• **Records for the exercise**:

··········

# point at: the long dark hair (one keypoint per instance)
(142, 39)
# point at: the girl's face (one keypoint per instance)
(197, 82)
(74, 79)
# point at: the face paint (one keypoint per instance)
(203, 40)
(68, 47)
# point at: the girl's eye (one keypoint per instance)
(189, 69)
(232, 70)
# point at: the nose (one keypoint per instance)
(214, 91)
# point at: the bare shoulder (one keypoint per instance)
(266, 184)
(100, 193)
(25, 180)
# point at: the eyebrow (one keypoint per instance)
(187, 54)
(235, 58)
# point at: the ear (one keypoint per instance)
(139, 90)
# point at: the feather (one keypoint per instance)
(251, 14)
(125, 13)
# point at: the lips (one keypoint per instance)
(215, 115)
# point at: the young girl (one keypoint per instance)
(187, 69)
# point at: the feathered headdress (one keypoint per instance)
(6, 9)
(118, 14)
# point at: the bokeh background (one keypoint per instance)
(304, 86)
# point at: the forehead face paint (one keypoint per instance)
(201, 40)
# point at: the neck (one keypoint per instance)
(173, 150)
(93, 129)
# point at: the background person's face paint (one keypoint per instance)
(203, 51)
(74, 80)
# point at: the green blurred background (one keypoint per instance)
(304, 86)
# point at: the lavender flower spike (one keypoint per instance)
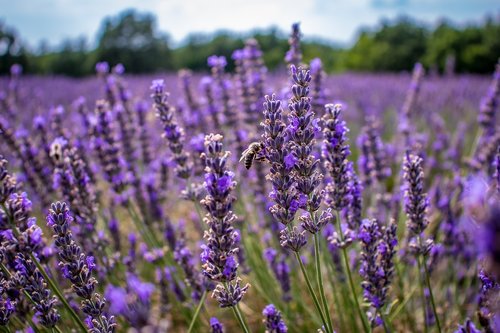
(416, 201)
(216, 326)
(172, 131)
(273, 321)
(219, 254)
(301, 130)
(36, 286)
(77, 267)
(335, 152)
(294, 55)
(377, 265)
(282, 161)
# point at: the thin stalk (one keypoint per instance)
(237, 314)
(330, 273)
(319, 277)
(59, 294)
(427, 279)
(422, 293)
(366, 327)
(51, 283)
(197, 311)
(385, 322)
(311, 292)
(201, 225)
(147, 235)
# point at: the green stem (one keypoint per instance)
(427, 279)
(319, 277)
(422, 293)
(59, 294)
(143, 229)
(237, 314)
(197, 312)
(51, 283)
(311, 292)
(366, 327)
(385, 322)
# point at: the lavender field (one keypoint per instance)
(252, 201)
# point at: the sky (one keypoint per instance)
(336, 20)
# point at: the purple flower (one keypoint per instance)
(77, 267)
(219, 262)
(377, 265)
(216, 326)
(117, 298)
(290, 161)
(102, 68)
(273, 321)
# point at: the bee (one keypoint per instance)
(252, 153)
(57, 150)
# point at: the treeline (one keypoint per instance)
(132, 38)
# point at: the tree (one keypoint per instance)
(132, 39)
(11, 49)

··········

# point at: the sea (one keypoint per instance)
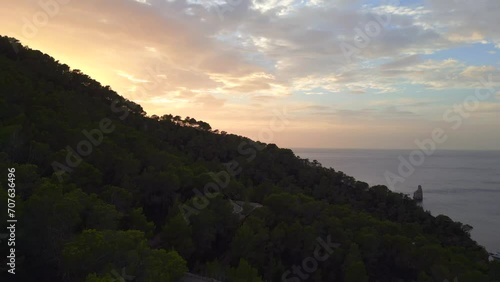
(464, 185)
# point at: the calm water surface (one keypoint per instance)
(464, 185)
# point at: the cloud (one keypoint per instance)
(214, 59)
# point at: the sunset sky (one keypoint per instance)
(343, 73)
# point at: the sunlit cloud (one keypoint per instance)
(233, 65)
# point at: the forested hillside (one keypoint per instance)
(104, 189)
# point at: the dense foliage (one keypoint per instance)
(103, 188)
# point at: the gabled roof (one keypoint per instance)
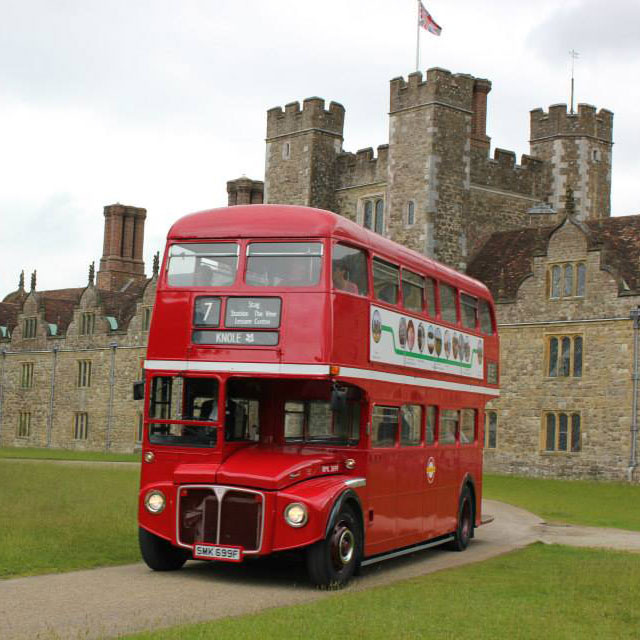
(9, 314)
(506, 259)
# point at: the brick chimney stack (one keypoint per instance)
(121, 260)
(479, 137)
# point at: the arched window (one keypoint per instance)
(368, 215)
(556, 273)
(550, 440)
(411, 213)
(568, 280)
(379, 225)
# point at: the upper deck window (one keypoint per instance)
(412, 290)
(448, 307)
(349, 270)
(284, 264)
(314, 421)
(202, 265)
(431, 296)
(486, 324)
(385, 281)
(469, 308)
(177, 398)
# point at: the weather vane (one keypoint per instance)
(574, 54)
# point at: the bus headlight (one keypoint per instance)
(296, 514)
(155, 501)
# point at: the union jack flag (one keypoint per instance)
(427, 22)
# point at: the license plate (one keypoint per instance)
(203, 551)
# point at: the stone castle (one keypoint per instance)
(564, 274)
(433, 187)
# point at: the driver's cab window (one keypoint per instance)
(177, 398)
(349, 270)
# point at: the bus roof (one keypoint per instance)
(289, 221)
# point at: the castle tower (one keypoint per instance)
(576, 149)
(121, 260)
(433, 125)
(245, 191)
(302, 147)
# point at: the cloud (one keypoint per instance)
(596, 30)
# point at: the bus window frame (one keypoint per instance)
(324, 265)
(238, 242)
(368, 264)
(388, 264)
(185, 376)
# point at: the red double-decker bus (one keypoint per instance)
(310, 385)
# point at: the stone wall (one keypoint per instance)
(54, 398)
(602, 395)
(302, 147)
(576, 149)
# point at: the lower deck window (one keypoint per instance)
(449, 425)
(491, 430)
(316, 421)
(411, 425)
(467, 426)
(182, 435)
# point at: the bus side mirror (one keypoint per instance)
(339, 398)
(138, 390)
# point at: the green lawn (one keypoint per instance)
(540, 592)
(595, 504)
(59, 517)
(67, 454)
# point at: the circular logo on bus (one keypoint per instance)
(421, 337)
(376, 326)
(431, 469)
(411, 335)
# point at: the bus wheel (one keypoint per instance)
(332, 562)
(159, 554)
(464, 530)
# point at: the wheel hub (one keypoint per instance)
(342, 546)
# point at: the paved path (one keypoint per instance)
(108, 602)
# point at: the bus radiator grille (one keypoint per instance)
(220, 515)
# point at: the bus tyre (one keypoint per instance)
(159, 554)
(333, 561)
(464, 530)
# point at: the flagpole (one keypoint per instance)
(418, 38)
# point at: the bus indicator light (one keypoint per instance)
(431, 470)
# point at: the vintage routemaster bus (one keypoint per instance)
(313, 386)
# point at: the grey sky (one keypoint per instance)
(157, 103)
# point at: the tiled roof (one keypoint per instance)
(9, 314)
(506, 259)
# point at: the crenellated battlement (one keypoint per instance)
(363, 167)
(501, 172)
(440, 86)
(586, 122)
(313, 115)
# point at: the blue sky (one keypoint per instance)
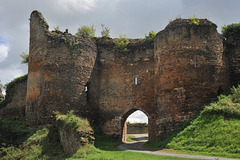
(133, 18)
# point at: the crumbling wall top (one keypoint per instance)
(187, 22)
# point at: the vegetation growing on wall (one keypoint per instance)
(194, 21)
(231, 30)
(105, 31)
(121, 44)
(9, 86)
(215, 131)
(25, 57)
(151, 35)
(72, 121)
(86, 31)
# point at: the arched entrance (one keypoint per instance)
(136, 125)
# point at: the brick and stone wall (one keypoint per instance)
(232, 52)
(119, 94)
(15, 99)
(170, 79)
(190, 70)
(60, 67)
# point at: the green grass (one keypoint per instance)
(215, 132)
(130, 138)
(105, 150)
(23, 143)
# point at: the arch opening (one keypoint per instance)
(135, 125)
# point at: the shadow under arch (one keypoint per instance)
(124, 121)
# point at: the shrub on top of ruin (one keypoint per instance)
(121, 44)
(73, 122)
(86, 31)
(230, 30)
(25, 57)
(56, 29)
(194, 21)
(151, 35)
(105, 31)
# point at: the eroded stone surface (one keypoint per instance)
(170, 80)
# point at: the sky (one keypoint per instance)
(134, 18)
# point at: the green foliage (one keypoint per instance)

··········

• **Your goal**: Within the data above, the span starting at the line containing "# point at: the shrub" and ending at the line containing "# point at: the green foliage" is to be retyped exactly, with no other lines.

• **Expected answer**:
# point at: the shrub on top of ruin (one keypoint per instance)
(121, 44)
(73, 122)
(86, 31)
(230, 30)
(25, 57)
(56, 29)
(194, 21)
(151, 35)
(105, 31)
# point at: the eroded stone surface (one keypoint per instance)
(170, 80)
# point at: the sky (one keypoint per instance)
(134, 18)
# point at: the green foliage (one keypoint per instance)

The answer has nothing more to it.